*Passage provided:*
^^^^^^^^^^^^^^^^
[sheepdog] [PATCH 2/2] sheep: fix recovery logic

Wed May 23 11:36:59 CEST 2012

On 05/23/2012 05:04 PM, Liu Yuan wrote:
> From: Liu Yuan<tailai.ly at taobao.com>
>
> Current recovey will fail for following simple test case (really surprised)
>
> =====
> set -ex
>
> pkill -9 sheep
> rm store/* -rf
>
> # start three sheep daemons
> for i in 0 1 2 3; do
>      ./sheep/sheep -d /home/tailai.ly/sheepdog/store/$i -z $i -p 700$i -W
> done
> sleep 1
> ./collie/collie cluster format -c 2
> ./collie/collie vdi create test0 40M
> ./collie/collie vdi create test1 40M
> pkill -f "sheep -d /home/tailai.ly/sheepdog/store/3"
>
> =====
>
> after running the script, we can see copy isn't recoveried!
>
> tailai.ly at taobao:~/sheepdog$ find -name '80fd32fc00000000'
> ./store/3/obj/80fd32fc00000000 #<-- this node is killed
> ./store/0/obj/80fd32fc00000000
>
> With the patch, we get a expected result:
> tailai.ly at taobao:~/sheepdog$ find -name '80fd32fc00000000'
> ./store/1/obj/80fd32fc00000000 # copy migrated from node 3
> ./store/3/obj/80fd32fc00000000 # killed
> ./store/0/obj/80fd32fc00000000
>
> The failture is rooted in the original algorithm: we just did one shot search
> and didn't try a breadth-first search before diving into older configuration.
>
> The fix is rather straightforward, do a breadth-first search!. With the patch,
> we also end up with much more simplified code.
>
> Signed-off-by: Liu Yuan<tailai.ly at taobao.com>
> ---
>   sheep/recovery.c |  186 ++++++------------------------------------------------
>   1 file changed, 18 insertions(+), 168 deletions(-)
>
> diff --git a/sheep/recovery.c b/sheep/recovery.c
> index afe58ac..c5535b7 100644
> --- a/sheep/recovery.c
> +++ b/sheep/recovery.c
> @@ -62,115 +62,6 @@ static int obj_cmp(const void *oid1, const void *oid2)
>   	return 0;
>   }
>
> -/*
> - * contains_node - checks that the node id is included in the target nodes
> - *
> - * The target nodes to store replicated objects are the first N nodes
> - * from the base_idx'th on the consistent hash ring, where N is the
> - * number of copies of objects.
> - */
> -static int contains_node(struct sd_vnode *key,
> -			 struct sd_vnode *entry,
> -			 int nr, int base_idx, int copies)
> -{
> -	int i;
> -
> -	for (i = 0; i<  copies; i++) {
> -		int idx = get_nth_node(entry, nr, base_idx, i);
> -		if (memcmp(key->addr, entry[idx].addr, sizeof(key->addr)) == 0
> -		&&  key->port == entry[idx].port)
^^^^^^^^^^^^^^^^
*Recorded information:*
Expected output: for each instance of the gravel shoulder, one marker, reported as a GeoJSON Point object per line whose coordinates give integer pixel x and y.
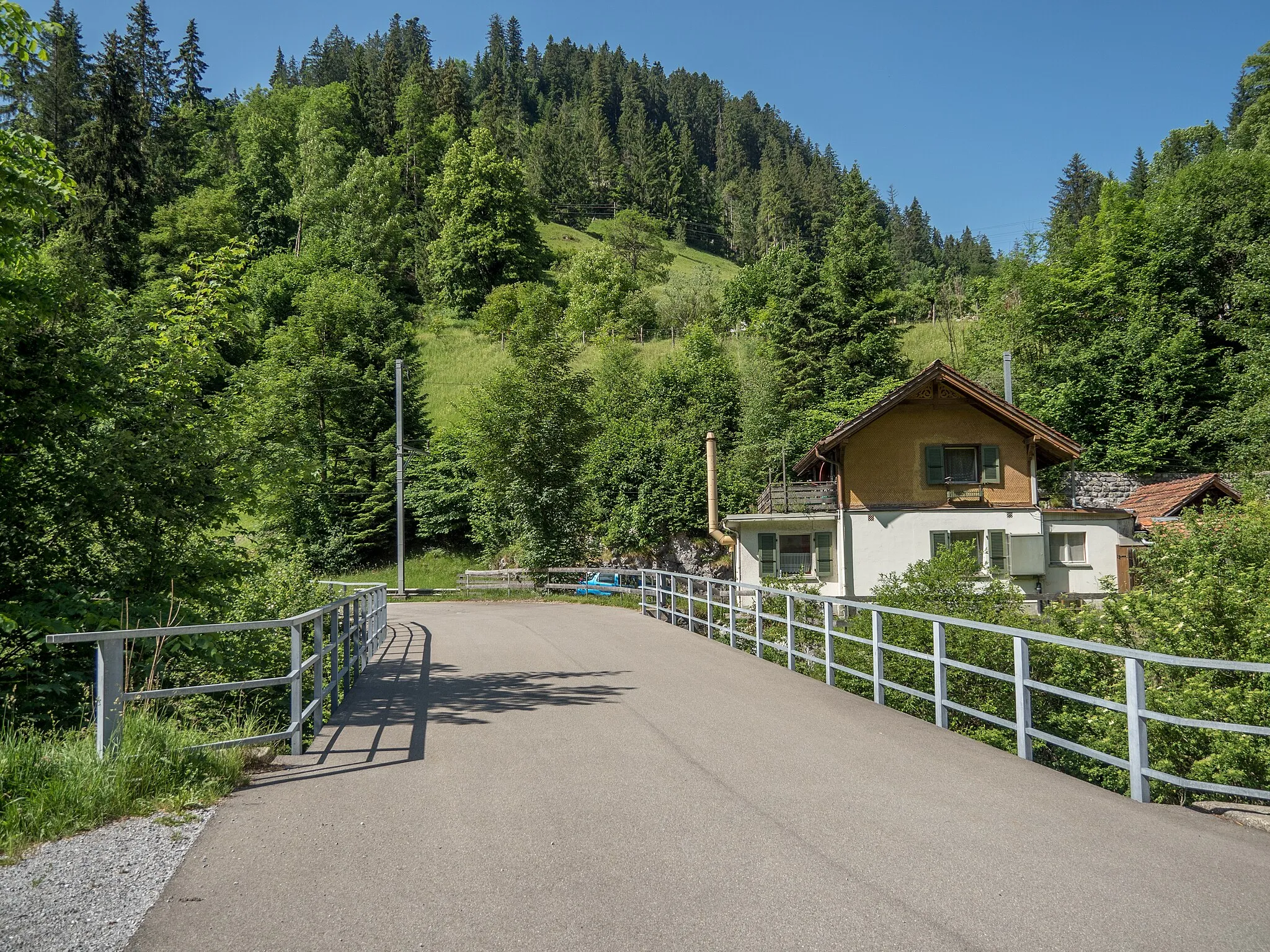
^^^^^^^^^^^^^^^^
*Stated task 1:*
Reproduce the part of the sheepdog patch message starting with "Wed May 23 11:36:59" and going on through "case (really surprised)".
*Stated task 2:*
Answer these questions from the sheepdog recovery patch message:
(a) What size are test0 and test1 given when they are created?
(b) According to the patch author, what is the failure rooted in?
(c) How many insertions and deletions does the patch make to sheep/recovery.c?
*Stated task 3:*
Translate this sentence from the sheepdog patch message into Spanish: "With the patch, we also end up with much more simplified code."

*Worked solution 1:*
Wed May 23 11:36:59 CEST 2012

On 05/23/2012 05:04 PM, Liu Yuan wrote:
> From: Liu Yuan<tailai.ly at taobao.com>
>
> Current recovey will fail for following simple test case (really surprised)

*Worked solution 2:*
(a) 40M each.
(b) The original algorithm, which did a one-shot search and didn't try a breadth-first search before diving into older configuration.
(c) 18 insertions and 168 deletions.

*Worked solution 3:*
Con el parche, también terminamos con un código mucho más simplificado.